_SHORT TASK_:
Copy each of the entries below word for word, leaving out the pictures.

## BEGIN RECORDS FOR THIS TASK

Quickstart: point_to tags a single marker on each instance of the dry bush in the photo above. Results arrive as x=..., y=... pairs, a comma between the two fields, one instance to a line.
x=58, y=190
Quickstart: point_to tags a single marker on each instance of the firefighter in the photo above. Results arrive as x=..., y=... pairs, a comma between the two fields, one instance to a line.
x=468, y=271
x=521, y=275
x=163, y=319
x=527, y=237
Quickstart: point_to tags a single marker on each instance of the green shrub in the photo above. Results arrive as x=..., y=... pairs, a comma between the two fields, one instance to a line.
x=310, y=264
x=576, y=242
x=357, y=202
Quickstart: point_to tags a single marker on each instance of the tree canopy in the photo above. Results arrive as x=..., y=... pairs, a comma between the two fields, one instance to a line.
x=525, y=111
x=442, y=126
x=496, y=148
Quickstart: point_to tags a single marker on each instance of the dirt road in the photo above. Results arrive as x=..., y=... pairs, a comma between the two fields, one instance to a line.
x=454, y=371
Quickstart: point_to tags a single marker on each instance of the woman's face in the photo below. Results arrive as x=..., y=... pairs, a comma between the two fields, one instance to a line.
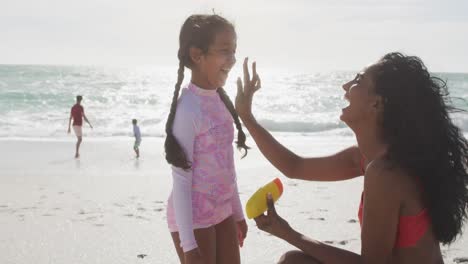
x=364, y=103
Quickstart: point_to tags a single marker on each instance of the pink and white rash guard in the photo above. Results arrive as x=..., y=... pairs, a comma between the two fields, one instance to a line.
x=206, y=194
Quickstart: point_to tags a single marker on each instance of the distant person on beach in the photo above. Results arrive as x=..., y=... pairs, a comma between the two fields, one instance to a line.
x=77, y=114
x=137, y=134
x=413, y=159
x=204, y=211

## END RECORDS FOR THIS TASK

_TASK RESULT_:
Quickstart: point_to tags a single marker on each instance of the dry bush in the photo above. Results arrive as x=..., y=... pairs, a comma between the two fields, one instance to a line.
x=58, y=190
Quickstart: point_to tags a single marker on each instance of the firefighter in the photo above. Results arrive as x=..., y=... pairs, a comma between the two fields, one instance to a line.
x=468, y=271
x=521, y=275
x=163, y=319
x=527, y=237
Quickstart: point_to tags a single marker on each instance of the green shrub in the photo above. Results arrive as x=..., y=... pairs, a comma between the two fields, one instance to a line.
x=310, y=264
x=576, y=242
x=357, y=202
Quickstart: point_to tags a single marker on each instance of the tree canopy in the photo above. Results arrive as x=..., y=... pairs, a comma between the two fields, one instance to a line.
x=525, y=111
x=442, y=126
x=496, y=148
Quickstart: point_to tags a single marker on each instance of the dirt road in the photo above. Results arrive as x=..., y=... pairs, a comma between the two fields, one instance to a line.
x=454, y=371
Quickstart: point_to tags a single marker on each instance of the woman's face in the photo below. Results arrive as x=..., y=... pairs, a comma between the two fields, one instance to a line.
x=364, y=103
Quickstart: point_to tags a single marker on each instance of the pink and white rash guard in the photo above. Results arrive as x=..., y=... pairs, a comma between the two fields, one instance to a line.
x=206, y=194
Quickstart: point_to tags a single marker on each instance of the distant person on beach in the photo above. Results arrive as x=..., y=... pairs, a comma between the two fields, one instance to a line.
x=77, y=114
x=137, y=134
x=413, y=159
x=204, y=211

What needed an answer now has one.